Задания >>
A. Перепишите из отрывка письма дословно часть от слов «Леченье удалось. Вы» до слов «службе у Бога.» включительно.
B. Определите, согласуются ли с отрывком письма утверждения ниже. На каждое ответьте «да» или «нет» и приведите дословно слова письма, которые это решают.
(i) Телеграмма о приезде отца Шарля пришла в тот день, когда адресата ждали к обеду в Медоне.
(ii) В доме крестились трое.
(iii) Поэзия дала друзьям адресата мудрость.
C. Продолжите отрывок письма, обращенного к Жану, начиная сразу после его последнего предложения.

Отрывок текста >>
______________________________
Леченье удалось. Вы исцелились от опиума. Бог не давал Вам спуску. Мы с Реверди чувствовали, что скоро понадобится священник. К кому же обратиться? И тут появился отец Шарль. Если это кто и подстроил, то ангелы. Я получил телеграмму о его приезде именно в тот день, когда Вас ждали к обеду в Медоне. Когда он вошел, в наших душах воцарилась тишина, и держалась до ухода, и мы поняли, что пришел он ради Вас. Сердце, которое Вы рисовали в конце Ваших писем, сверкало на его груди, но осененное крестом. Уединенье посылало Вам созерцателя. Созерцатель и поэт поймут друг друга — тому, кто привык к небесному, нетрудно приноровиться к невидимому. И потом, простота, внутренняя свобода, самоуничижение в любви — это Ваши любимые свойства, только на службе у Бога.
Господь милостив; благодать Его взрывается, словно снаряд, и поражает сразу нескольких. Он не пожелал, чтобы только Вас поразила она в этом доме. Двое крестились, один захотел стать священником, были и другие дары, когда Вы встретились с Христом. (Через полгода, под Рождество, я видел, как Вы причащались вместе со своими крестниками.) Доверяя моим добродетелям брата-привратника, Вы послали ко мне души, озаренные Вашим примером. Так обменялись мы друзьями, каждый дал другому своих — и не потерял их. Ваши друзья явили мне мощь поэзии, владевшей ими через Вас. Она не дала им мудрости, но разрешила их сердца, показала хоть что-то чистое; не исцелила душу и не напитала, но промыла небесной водой. Просто чудо, как были они готовы к благодати и к сверхъестественной истине — с дивной жадностью, quasi modo geniti infantes[11*], пили они девственное молоко Церкви. Такие души, дорогой Жан, — лучшее свидетельство того, какая духовная ценность сокрыта в Ваших играх.
______________________________
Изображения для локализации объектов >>
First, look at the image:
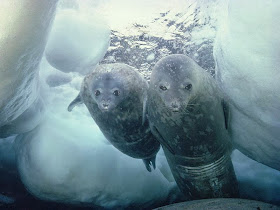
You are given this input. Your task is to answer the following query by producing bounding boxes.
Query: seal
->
[147,54,238,199]
[68,63,160,171]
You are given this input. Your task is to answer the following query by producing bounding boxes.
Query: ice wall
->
[16,60,174,208]
[0,0,57,127]
[214,0,280,170]
[46,9,110,74]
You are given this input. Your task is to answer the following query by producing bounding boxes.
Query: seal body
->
[68,63,160,171]
[147,55,238,199]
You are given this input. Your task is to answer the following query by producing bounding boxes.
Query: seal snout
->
[170,101,180,112]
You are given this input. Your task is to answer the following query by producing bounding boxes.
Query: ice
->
[214,0,280,170]
[0,0,57,126]
[232,150,280,205]
[10,58,171,208]
[45,9,110,74]
[0,96,45,138]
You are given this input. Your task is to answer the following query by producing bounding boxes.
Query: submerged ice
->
[0,0,280,208]
[215,0,280,170]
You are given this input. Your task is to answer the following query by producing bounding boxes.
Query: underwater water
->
[0,0,280,209]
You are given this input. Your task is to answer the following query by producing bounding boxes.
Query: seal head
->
[91,73,127,111]
[151,55,199,112]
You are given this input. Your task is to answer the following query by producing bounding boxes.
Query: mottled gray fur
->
[68,63,160,171]
[147,55,238,199]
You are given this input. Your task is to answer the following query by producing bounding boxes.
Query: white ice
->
[45,9,110,74]
[214,0,280,170]
[13,60,174,208]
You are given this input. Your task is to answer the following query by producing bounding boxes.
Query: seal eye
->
[185,84,192,90]
[159,85,167,91]
[94,90,100,96]
[113,90,120,96]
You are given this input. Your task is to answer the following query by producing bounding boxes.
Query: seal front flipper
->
[142,93,148,125]
[142,155,156,172]
[222,99,230,130]
[67,94,83,112]
[150,124,175,155]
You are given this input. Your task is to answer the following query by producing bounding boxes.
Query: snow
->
[214,0,280,170]
[45,9,110,74]
[0,0,57,126]
[0,0,280,208]
[16,61,174,208]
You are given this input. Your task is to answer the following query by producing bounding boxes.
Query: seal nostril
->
[171,103,179,108]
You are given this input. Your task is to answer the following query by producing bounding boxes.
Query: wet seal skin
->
______________________________
Ответы >>
A.
Леченье удалось. Вы исцелились от опиума. Бог не давал Вам спуску. Мы с Реверди чувствовали, что скоро понадобится священник. К кому же обратиться? И тут появился отец Шарль. Если это кто и подстроил, то ангелы. Я получил телеграмму о его приезде именно в тот день, когда Вас ждали к обеду в Медоне. Когда он вошел, в наших душах воцарилась тишина, и держалась до ухода, и мы поняли, что пришел он ради Вас. Сердце, которое Вы рисовали в конце Ваших писем, сверкало на его груди, но осененное крестом. Уединенье посылало Вам созерцателя. Созерцатель и поэт поймут друг друга — тому, кто привык к небесному, нетрудно приноровиться к невидимому. И потом, простота, внутренняя свобода, самоуничижение в любви — это Ваши любимые свойства, только на службе у Бога.

B.
(i) Да: «Я получил телеграмму о его приезде именно в тот день, когда Вас ждали к обеду в Медоне».
(ii) Нет: «Двое крестились, один захотел стать священником».
(iii) Нет: «Она не дала им мудрости».

C.
Тем временем бедный Сати умирал. Вы намекаете на то, что он так лукаво и смиренно назвал «чем-то вроде обращения». Не приписывайте мне лишнего, я был ему другом, вот и все. Когда я впервые вошел к нему в палату, в больнице св. Иосифа, Пьер де Массо, который меня привел, отлучился на минутку, а он мне прямо сказал: «Знаете, я не такой уж безбожник. Вот вылечусь и все изменю, только не сразу, чтобы друзья не обиделись. И потом, я каждое утро крещусь…» Вот как все было.
Могу ли я отогнать такие воспоминания? В Страстную субботу по палатам, как принято, ходил священник, спрашивал, будет ли кто праздновать Пасху, и он сказал: «А то как же, я ведь католик». Тогда же он исповедался, но забыл молитвы и попросил сиделку прочитать их. Так они вместе и читали «Отче наш» и «Ave Maria»; Сати плакал. Еще два раза просил он, чтобы его причастили. Он рассказал обо всем этом Реверди тем неподражаемым, полусерьезным-полулукавым тоном, который подсказывала ему застенчивость, когда он говорил о себе.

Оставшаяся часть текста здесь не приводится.